SOURCE EXCERPT:
Frankie Freitas: a fire knife dance dancer until something went wrong | Photo: Caughlan

One of the great things about being a surfer is getting to know a lot of Hawaiians. Babe Kane and his brother Billy were the first.

Babe was quiet and studious. Billy was effervescent and wild and always surfed with a beaming smile.

One time, I even saw him wiping out and going over the falls with that big grin.

In addition to surfing and skin diving, the brothers paddled the big outrigger canoes.

When Babe and Sue got married, the large Hawaiian community in the San Francisco Bay Area turned out for the event at their parents' home in Daly City.

They tore down back fences between their houses to connect four backyards. Half of the space was tented with plastic tarps tied to the houses.

At four in the morning, they started a large bonfire and heated a pile of lava rocks.

When the rocks were hot enough, they wrapped a 200-pound pig in banana leaves and put it into a large pit called the "imu."

All the Hawaiian aunties and uncles had flowers in their hair and leis. There was also a good contingent of haole (Caucasian) surfers in our best dress aloha shirts.

There was a true Hawaiian fun-loving spirit. This "spirit" was also enhanced by the large quantities of a sinister Hawaiian drink called "swipe."

Swipe is made from fermented pineapples, raisins, and sugar. The sinister part was the delicious fruit punch taste with the 90-proof punch.

A couple of Sue's friends from the secretarial school attended wearing high heels. One of them was quoted as saying how much they were enjoying the fruit punch.

They both actually passed out on the floor before the entertainment started.

There were ukuleles, guitars, drums, and about a hundred Hawaiians of all sizes and ages.

Frankie Freitas: getting barreled circa 1968 | Photo: Western Neighborhoods Project

The Fire Knife Dance

As at all Hawaiian parties, there was lots of dancing and loud laughter. Frankly, I don't remember much else.

TASK INSTRUCTIONS:
Using the excerpt about the Hawaiian wedding, answer these:
1. Where was Babe and Sue's wedding held?
2. How much did the pig put into the imu weigh?
3. What three ingredients is swipe made from?

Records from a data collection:

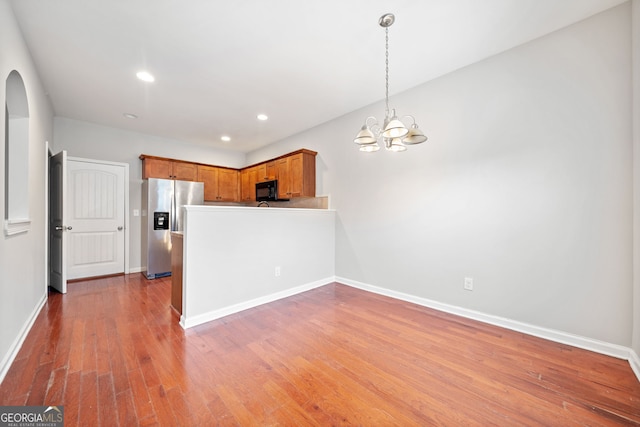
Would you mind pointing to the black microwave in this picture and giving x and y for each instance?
(267, 191)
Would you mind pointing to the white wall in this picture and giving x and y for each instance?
(88, 140)
(22, 257)
(525, 185)
(231, 253)
(636, 159)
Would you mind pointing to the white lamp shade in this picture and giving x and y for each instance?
(395, 129)
(415, 136)
(365, 136)
(369, 148)
(395, 145)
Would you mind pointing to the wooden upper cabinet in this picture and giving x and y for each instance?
(184, 171)
(248, 179)
(296, 175)
(156, 168)
(168, 169)
(295, 172)
(284, 177)
(266, 171)
(220, 184)
(228, 184)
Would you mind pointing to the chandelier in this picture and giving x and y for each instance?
(394, 134)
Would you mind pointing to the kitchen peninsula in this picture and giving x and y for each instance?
(235, 258)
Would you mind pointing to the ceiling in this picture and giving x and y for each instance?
(217, 64)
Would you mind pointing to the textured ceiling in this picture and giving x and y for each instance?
(219, 63)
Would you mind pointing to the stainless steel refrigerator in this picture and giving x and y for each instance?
(162, 213)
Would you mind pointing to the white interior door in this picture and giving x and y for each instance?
(95, 214)
(57, 226)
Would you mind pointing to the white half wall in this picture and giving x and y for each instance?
(92, 141)
(23, 257)
(237, 258)
(525, 185)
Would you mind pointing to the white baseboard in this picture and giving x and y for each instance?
(189, 322)
(597, 346)
(634, 361)
(17, 343)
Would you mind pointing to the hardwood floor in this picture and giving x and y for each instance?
(111, 351)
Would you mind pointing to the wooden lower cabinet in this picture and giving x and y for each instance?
(220, 184)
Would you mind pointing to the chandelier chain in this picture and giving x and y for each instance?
(386, 31)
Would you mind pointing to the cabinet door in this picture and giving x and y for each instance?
(227, 185)
(185, 171)
(209, 175)
(156, 168)
(248, 184)
(271, 171)
(296, 176)
(261, 173)
(284, 178)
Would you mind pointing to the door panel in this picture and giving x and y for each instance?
(95, 216)
(57, 226)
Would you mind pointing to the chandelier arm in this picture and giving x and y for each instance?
(386, 47)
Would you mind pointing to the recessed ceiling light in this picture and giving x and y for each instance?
(145, 76)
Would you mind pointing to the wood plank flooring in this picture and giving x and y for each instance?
(111, 351)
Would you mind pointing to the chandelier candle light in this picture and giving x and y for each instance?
(394, 133)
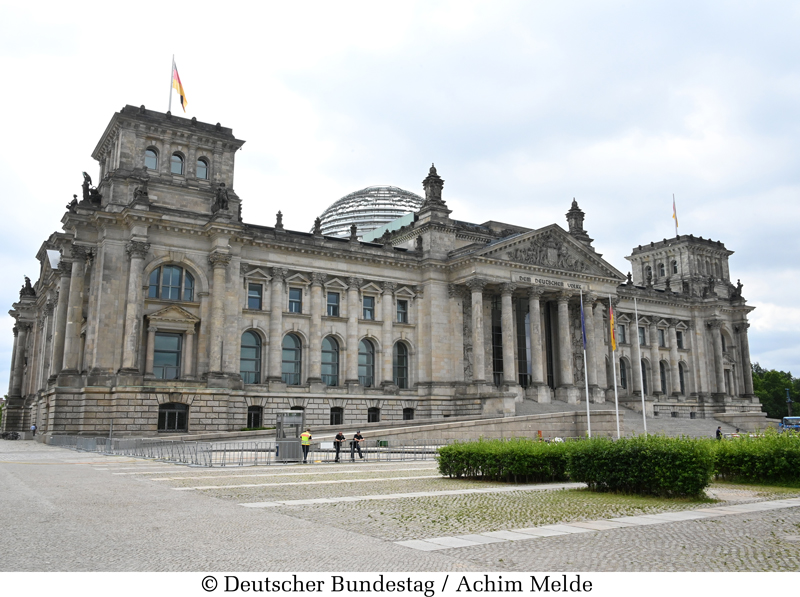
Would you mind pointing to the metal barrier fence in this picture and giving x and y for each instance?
(253, 453)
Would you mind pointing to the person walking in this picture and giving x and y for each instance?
(305, 440)
(356, 445)
(337, 442)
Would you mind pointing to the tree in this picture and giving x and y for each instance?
(770, 387)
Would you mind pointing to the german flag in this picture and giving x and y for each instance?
(177, 86)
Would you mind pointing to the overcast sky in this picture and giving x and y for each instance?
(521, 105)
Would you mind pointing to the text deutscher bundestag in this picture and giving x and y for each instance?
(483, 583)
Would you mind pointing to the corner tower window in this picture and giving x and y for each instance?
(151, 159)
(176, 164)
(202, 169)
(167, 281)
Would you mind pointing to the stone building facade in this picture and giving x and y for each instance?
(157, 309)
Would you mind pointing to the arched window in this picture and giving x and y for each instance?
(373, 415)
(330, 361)
(644, 378)
(400, 365)
(366, 364)
(176, 163)
(250, 359)
(201, 169)
(255, 417)
(292, 354)
(173, 416)
(151, 159)
(167, 281)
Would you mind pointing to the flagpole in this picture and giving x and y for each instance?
(639, 357)
(171, 76)
(585, 373)
(614, 368)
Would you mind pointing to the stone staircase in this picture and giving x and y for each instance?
(631, 421)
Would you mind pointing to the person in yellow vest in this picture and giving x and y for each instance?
(305, 440)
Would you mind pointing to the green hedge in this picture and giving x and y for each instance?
(652, 465)
(770, 458)
(518, 460)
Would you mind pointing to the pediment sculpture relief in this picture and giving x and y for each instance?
(547, 250)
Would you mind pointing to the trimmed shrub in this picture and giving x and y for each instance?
(517, 460)
(644, 465)
(769, 458)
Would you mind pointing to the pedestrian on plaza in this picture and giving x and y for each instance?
(356, 445)
(337, 442)
(305, 440)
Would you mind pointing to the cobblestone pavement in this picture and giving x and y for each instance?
(63, 510)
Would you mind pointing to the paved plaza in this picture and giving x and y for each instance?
(71, 511)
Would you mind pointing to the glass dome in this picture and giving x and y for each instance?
(368, 209)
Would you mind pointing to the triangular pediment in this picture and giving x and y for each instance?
(551, 248)
(173, 314)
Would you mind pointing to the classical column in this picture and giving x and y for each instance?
(507, 329)
(72, 339)
(591, 341)
(601, 348)
(353, 284)
(535, 325)
(387, 307)
(19, 362)
(276, 324)
(747, 370)
(655, 360)
(150, 352)
(674, 359)
(219, 262)
(60, 328)
(719, 369)
(566, 377)
(315, 350)
(187, 368)
(478, 349)
(137, 251)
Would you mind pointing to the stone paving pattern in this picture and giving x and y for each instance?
(69, 511)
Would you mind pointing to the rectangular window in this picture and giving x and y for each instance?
(369, 307)
(254, 296)
(333, 304)
(167, 356)
(295, 300)
(402, 311)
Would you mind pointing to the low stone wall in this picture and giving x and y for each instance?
(568, 424)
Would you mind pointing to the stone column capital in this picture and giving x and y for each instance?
(476, 284)
(507, 288)
(218, 259)
(137, 249)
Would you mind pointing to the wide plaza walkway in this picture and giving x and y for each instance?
(70, 511)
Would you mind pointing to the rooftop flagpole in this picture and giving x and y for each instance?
(171, 77)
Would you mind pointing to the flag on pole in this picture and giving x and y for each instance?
(674, 212)
(177, 86)
(612, 326)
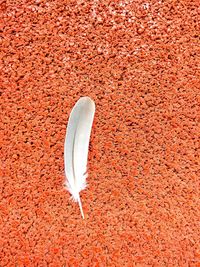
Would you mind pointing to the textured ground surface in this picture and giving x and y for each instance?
(139, 62)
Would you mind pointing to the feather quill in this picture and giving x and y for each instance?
(76, 147)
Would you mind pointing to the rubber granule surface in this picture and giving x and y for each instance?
(138, 60)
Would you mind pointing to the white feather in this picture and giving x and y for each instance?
(76, 147)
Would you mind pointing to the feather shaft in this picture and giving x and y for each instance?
(76, 147)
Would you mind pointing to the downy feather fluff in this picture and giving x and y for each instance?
(76, 147)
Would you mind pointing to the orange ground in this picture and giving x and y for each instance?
(138, 60)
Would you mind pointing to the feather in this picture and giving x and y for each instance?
(76, 147)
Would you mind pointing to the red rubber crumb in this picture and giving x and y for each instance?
(139, 61)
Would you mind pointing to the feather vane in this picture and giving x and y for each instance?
(76, 147)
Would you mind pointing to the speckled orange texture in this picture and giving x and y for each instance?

EXERCISE ANSWER:
1. At their parents' home in Daly City.
2. 200 pounds.
3. Fermented pineapples, raisins, and sugar.